-------- MATERIAL SUPPLIED

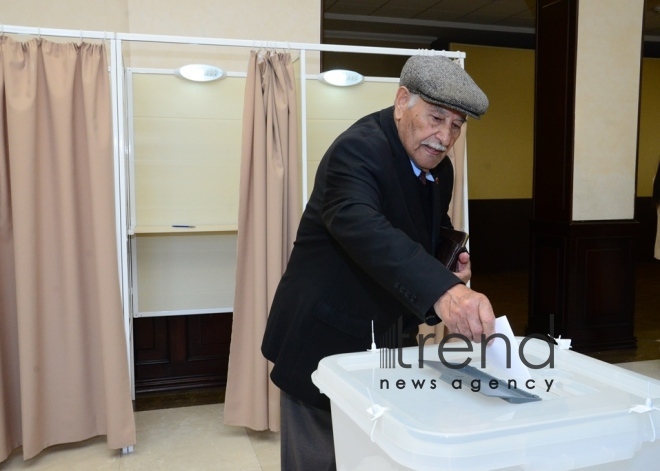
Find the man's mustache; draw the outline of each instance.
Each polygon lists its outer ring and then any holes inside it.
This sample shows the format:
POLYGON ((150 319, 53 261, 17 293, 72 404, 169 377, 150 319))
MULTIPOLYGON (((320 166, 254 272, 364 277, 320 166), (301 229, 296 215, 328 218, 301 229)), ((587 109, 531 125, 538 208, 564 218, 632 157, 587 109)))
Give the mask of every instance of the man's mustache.
POLYGON ((422 144, 429 146, 431 149, 437 150, 439 152, 445 152, 447 148, 443 146, 440 142, 435 141, 434 139, 425 139, 422 141, 422 144))

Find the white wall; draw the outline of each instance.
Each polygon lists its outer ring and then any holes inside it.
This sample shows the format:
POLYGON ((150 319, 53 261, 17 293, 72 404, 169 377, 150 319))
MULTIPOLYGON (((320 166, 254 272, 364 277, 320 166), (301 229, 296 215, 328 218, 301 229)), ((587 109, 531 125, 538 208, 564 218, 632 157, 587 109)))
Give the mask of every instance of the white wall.
POLYGON ((573 220, 633 219, 644 0, 581 0, 573 220))
MULTIPOLYGON (((2 0, 0 23, 120 33, 319 43, 320 0, 2 0)), ((193 60, 242 71, 244 54, 200 46, 131 44, 132 67, 175 68, 193 60)), ((318 72, 310 55, 308 72, 318 72)))
POLYGON ((128 32, 127 0, 2 0, 0 11, 5 25, 128 32))
POLYGON ((319 0, 2 0, 0 23, 318 43, 319 0))

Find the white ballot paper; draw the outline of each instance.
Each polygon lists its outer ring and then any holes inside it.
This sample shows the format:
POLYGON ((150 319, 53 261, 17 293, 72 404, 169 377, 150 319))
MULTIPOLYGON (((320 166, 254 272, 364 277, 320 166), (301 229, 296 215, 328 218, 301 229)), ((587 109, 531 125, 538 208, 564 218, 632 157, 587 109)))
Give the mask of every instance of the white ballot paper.
POLYGON ((486 371, 492 372, 491 374, 499 379, 515 379, 519 382, 531 379, 529 369, 520 360, 519 344, 506 316, 495 319, 495 333, 506 336, 510 345, 507 347, 503 339, 495 337, 493 343, 486 347, 486 371), (510 354, 509 367, 507 352, 510 354))

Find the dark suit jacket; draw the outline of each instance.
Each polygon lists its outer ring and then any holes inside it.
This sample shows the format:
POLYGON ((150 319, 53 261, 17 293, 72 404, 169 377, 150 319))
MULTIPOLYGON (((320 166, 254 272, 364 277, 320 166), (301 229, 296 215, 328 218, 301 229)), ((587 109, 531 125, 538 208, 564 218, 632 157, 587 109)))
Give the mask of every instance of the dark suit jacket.
POLYGON ((410 159, 393 108, 359 120, 319 165, 291 258, 275 293, 262 343, 273 382, 327 408, 311 381, 318 362, 365 351, 375 337, 425 313, 460 280, 432 255, 441 225, 450 226, 453 168, 434 169, 433 228, 428 230, 410 159))

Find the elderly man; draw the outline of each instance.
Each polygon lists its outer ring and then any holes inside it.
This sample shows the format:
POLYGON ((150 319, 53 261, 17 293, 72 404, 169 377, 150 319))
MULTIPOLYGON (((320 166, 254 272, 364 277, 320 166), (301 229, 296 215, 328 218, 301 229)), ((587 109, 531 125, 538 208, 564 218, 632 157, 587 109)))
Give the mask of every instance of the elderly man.
POLYGON ((429 313, 477 342, 493 333, 488 299, 464 284, 469 255, 456 273, 432 255, 451 227, 445 157, 467 116, 487 108, 459 65, 413 56, 394 106, 360 119, 323 157, 262 344, 282 390, 283 470, 335 468, 329 401, 310 376, 326 356, 367 350, 372 322, 377 339, 429 313))

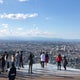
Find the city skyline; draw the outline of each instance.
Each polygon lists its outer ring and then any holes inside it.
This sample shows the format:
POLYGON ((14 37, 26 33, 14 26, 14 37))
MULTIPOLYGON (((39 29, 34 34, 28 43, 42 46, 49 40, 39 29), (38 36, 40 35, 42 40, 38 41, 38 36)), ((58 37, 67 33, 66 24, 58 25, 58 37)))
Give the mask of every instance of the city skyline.
POLYGON ((0 38, 80 39, 80 0, 0 0, 0 38))

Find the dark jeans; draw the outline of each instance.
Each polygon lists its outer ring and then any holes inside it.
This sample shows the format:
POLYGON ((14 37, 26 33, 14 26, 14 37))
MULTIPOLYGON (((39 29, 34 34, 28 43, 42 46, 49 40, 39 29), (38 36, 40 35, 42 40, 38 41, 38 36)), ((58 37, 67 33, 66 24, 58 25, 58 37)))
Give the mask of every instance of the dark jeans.
POLYGON ((61 62, 57 62, 57 69, 61 70, 61 62))
POLYGON ((20 62, 20 64, 19 64, 19 65, 20 65, 20 67, 24 67, 24 66, 23 66, 23 61, 22 61, 22 62, 20 62))
POLYGON ((41 67, 44 68, 44 61, 41 61, 41 67))
POLYGON ((32 66, 33 66, 33 64, 29 64, 29 73, 32 73, 32 66))
POLYGON ((64 66, 64 69, 66 70, 67 63, 64 63, 63 66, 64 66))

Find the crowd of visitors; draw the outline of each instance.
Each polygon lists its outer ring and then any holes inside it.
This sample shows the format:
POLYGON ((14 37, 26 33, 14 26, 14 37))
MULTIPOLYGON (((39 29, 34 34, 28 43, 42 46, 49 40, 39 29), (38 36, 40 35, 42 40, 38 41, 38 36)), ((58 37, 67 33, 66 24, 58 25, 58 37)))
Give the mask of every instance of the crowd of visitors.
MULTIPOLYGON (((30 52, 28 56, 28 73, 32 74, 32 67, 34 64, 34 58, 35 55, 30 52)), ((47 66, 47 63, 49 62, 49 54, 48 52, 41 51, 40 52, 40 64, 41 67, 44 68, 47 66)), ((66 70, 66 66, 68 64, 68 61, 66 59, 66 56, 62 57, 61 54, 59 54, 56 57, 57 62, 57 69, 61 70, 61 65, 63 63, 63 67, 66 70)), ((23 51, 18 51, 13 54, 8 54, 6 51, 2 54, 0 58, 0 73, 1 72, 7 72, 9 70, 9 80, 15 80, 16 77, 16 69, 24 68, 24 55, 23 51)))

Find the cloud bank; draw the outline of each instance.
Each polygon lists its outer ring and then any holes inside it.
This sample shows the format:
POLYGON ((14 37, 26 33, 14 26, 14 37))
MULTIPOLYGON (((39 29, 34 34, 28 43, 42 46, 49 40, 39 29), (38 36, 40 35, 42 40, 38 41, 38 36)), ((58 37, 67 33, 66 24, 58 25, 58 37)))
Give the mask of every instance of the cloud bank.
POLYGON ((33 14, 0 14, 0 19, 6 18, 6 19, 15 19, 15 20, 22 20, 22 19, 27 19, 27 18, 33 18, 37 17, 38 13, 33 13, 33 14))
POLYGON ((17 27, 15 30, 11 29, 8 24, 2 24, 0 29, 0 37, 15 36, 15 37, 50 37, 51 33, 47 31, 41 31, 38 27, 32 29, 24 29, 17 27))

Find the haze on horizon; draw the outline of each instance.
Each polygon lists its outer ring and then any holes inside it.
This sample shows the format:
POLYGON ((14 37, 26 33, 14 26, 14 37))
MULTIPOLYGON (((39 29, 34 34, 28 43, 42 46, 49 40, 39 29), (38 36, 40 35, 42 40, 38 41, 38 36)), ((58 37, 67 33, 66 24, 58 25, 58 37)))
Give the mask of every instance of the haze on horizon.
POLYGON ((0 38, 80 39, 80 0, 0 0, 0 38))

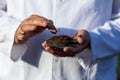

----------------

**TASK OBJECTIVE**
Exactly as written, print each entry, leaving all pictures out.

**EXERCISE RESPONSE**
Find the man's mustache; draw the outline of each instance.
Each polygon lists its outer ring and then any holes inside it.
This sample shows the format:
POLYGON ((150 319, 53 261, 17 293, 72 404, 169 377, 150 319))
MULTIPOLYGON (((320 166, 254 272, 364 277, 320 166), (301 229, 296 215, 328 218, 301 229)), ((587 109, 531 125, 538 208, 564 218, 632 157, 587 109)))
Give the mask of every instance of the man's mustache.
POLYGON ((422 144, 429 146, 431 149, 437 150, 439 152, 445 152, 447 148, 443 146, 440 142, 435 141, 434 139, 425 139, 422 141, 422 144))

Find the white wall; draw the outline of each instance.
Each polygon lists its outer ring and then any holes inside it.
This sample shows the format:
POLYGON ((150 319, 53 261, 17 293, 72 404, 169 377, 150 319))
MULTIPOLYGON (((320 166, 254 272, 364 277, 320 166), (301 229, 296 215, 328 218, 301 229)), ((587 109, 531 125, 538 208, 564 218, 632 157, 587 109)))
Give the mask of every instance of the white wall.
POLYGON ((573 220, 633 219, 644 0, 581 0, 573 220))
MULTIPOLYGON (((2 0, 0 23, 120 33, 319 43, 320 0, 2 0)), ((193 60, 242 71, 244 54, 200 46, 131 44, 132 67, 175 68, 193 60)), ((318 72, 310 55, 308 72, 318 72)))
POLYGON ((128 32, 127 0, 2 0, 0 11, 5 25, 128 32))
POLYGON ((319 0, 2 0, 0 23, 318 43, 319 0))

Find the white ballot paper; draw the outline of each instance.
Each polygon lists its outer ring and then any holes inside it.
This sample shows the format:
POLYGON ((150 319, 53 261, 17 293, 72 404, 169 377, 150 319))
MULTIPOLYGON (((320 166, 254 272, 364 277, 320 166), (301 229, 296 215, 328 218, 301 229)), ((587 109, 531 125, 538 208, 564 218, 632 157, 587 109)))
Give the mask of every instance of the white ballot paper.
POLYGON ((486 371, 492 372, 491 374, 499 379, 515 379, 519 382, 531 379, 529 369, 520 360, 519 344, 506 316, 495 319, 495 333, 506 336, 510 345, 507 347, 503 339, 495 337, 493 343, 486 347, 486 371), (510 354, 509 367, 507 352, 510 354))

Find the dark suit jacket; draw the outline of each instance.
Each polygon lists its outer ring and then any holes inside it.
This sample shows the format:
POLYGON ((150 319, 53 261, 17 293, 72 404, 169 377, 150 319))
MULTIPOLYGON (((320 166, 254 272, 364 277, 320 166), (301 229, 296 215, 328 218, 301 229)), ((587 109, 531 125, 538 208, 564 218, 632 157, 587 109)))
Give the mask of every instance of the dark suit jacket.
POLYGON ((410 159, 393 108, 359 120, 319 165, 291 258, 275 293, 262 343, 273 382, 327 408, 311 381, 318 362, 365 351, 375 337, 425 313, 460 280, 432 255, 441 225, 450 226, 453 168, 434 169, 433 228, 428 230, 410 159))

Find the elderly man; draw the outline of each instance.
Each polygon lists its outer ring and then any holes inside it.
This sample shows the format:
POLYGON ((150 319, 53 261, 17 293, 72 404, 169 377, 150 319))
MULTIPOLYGON (((320 166, 254 272, 364 277, 320 166), (301 229, 296 215, 328 218, 301 229)), ((587 109, 531 125, 538 208, 564 218, 632 157, 587 109)))
Give the mask of every instance of the elderly man.
POLYGON ((429 313, 477 342, 493 333, 488 299, 464 284, 469 255, 456 273, 432 255, 451 227, 445 157, 467 116, 487 108, 459 65, 413 56, 394 106, 360 119, 323 157, 262 344, 282 390, 283 470, 335 468, 329 401, 310 376, 326 356, 367 350, 372 322, 377 339, 429 313))

Find the city skyline; draw the outline of each instance.
Each polygon lists its outer ring and then any holes inside it.
This sample shows the format:
POLYGON ((14 37, 26 33, 14 26, 14 37))
MULTIPOLYGON (((39 29, 34 34, 28 43, 42 46, 49 40, 39 29), (38 36, 40 35, 42 40, 38 41, 38 36)), ((58 37, 67 33, 66 24, 58 25, 58 37)))
Give the mask of every instance of the city skyline.
POLYGON ((0 38, 80 39, 80 0, 0 0, 0 38))

Find the dark jeans; draw the outline of each instance.
Each polygon lists its outer ring and then any holes inside it.
This sample shows the format:
POLYGON ((14 37, 26 33, 14 26, 14 37))
MULTIPOLYGON (((39 29, 34 34, 28 43, 42 46, 49 40, 39 29), (38 36, 40 35, 42 40, 38 41, 38 36)), ((58 37, 67 33, 66 24, 58 25, 58 37)))
Give the mask of every instance of the dark jeans.
POLYGON ((61 62, 57 62, 57 69, 61 70, 61 62))
POLYGON ((20 62, 20 64, 19 64, 19 65, 20 65, 20 67, 24 67, 24 66, 23 66, 23 61, 22 61, 22 62, 20 62))
POLYGON ((41 67, 44 68, 44 61, 41 61, 41 67))
POLYGON ((32 66, 33 66, 33 64, 29 64, 29 73, 32 73, 32 66))
POLYGON ((64 66, 64 69, 66 70, 67 63, 64 63, 63 66, 64 66))

Find the crowd of visitors; draw the outline of each instance.
Each polygon lists its outer ring and then any holes inside it.
This sample shows the format:
POLYGON ((14 37, 26 33, 14 26, 14 37))
MULTIPOLYGON (((39 29, 34 34, 28 43, 42 46, 49 40, 39 29), (38 36, 40 35, 42 40, 38 41, 38 36)), ((58 37, 67 33, 66 24, 58 25, 58 37)))
Give the mask of every instance of the crowd of visitors.
MULTIPOLYGON (((30 52, 28 56, 28 73, 32 74, 32 67, 34 64, 34 58, 35 55, 30 52)), ((47 66, 47 63, 49 62, 49 54, 48 52, 41 51, 40 52, 40 64, 41 67, 44 68, 47 66)), ((66 70, 66 66, 68 64, 68 61, 66 59, 66 56, 62 57, 61 54, 59 54, 56 57, 57 62, 57 69, 61 70, 61 65, 63 63, 63 67, 66 70)), ((23 51, 18 51, 13 54, 8 54, 6 51, 2 54, 0 58, 0 73, 1 72, 7 72, 9 70, 9 80, 15 80, 16 77, 16 69, 24 68, 24 55, 23 51)))

Find the cloud bank; draw the outline of each instance.
Each polygon lists its outer ring and then any holes inside it.
This sample shows the format:
POLYGON ((14 37, 26 33, 14 26, 14 37))
MULTIPOLYGON (((39 29, 34 34, 28 43, 42 46, 49 40, 39 29), (38 36, 40 35, 42 40, 38 41, 38 36)), ((58 37, 67 33, 66 24, 58 25, 58 37)))
Give the mask of every instance of the cloud bank.
POLYGON ((33 14, 0 14, 0 19, 6 18, 6 19, 15 19, 15 20, 22 20, 22 19, 27 19, 27 18, 33 18, 37 17, 38 13, 33 13, 33 14))
POLYGON ((17 27, 15 30, 11 29, 8 24, 2 24, 0 29, 0 37, 15 36, 15 37, 50 37, 51 33, 47 31, 41 31, 38 27, 32 29, 24 29, 17 27))

Find the haze on horizon; draw the outline of each instance.
Each polygon lists its outer ring and then any holes inside it.
This sample shows the format:
POLYGON ((14 37, 26 33, 14 26, 14 37))
MULTIPOLYGON (((39 29, 34 34, 28 43, 42 46, 49 40, 39 29), (38 36, 40 35, 42 40, 38 41, 38 36)), ((58 37, 67 33, 66 24, 58 25, 58 37)))
Give the mask of every instance of the haze on horizon.
POLYGON ((0 38, 80 39, 80 0, 0 0, 0 38))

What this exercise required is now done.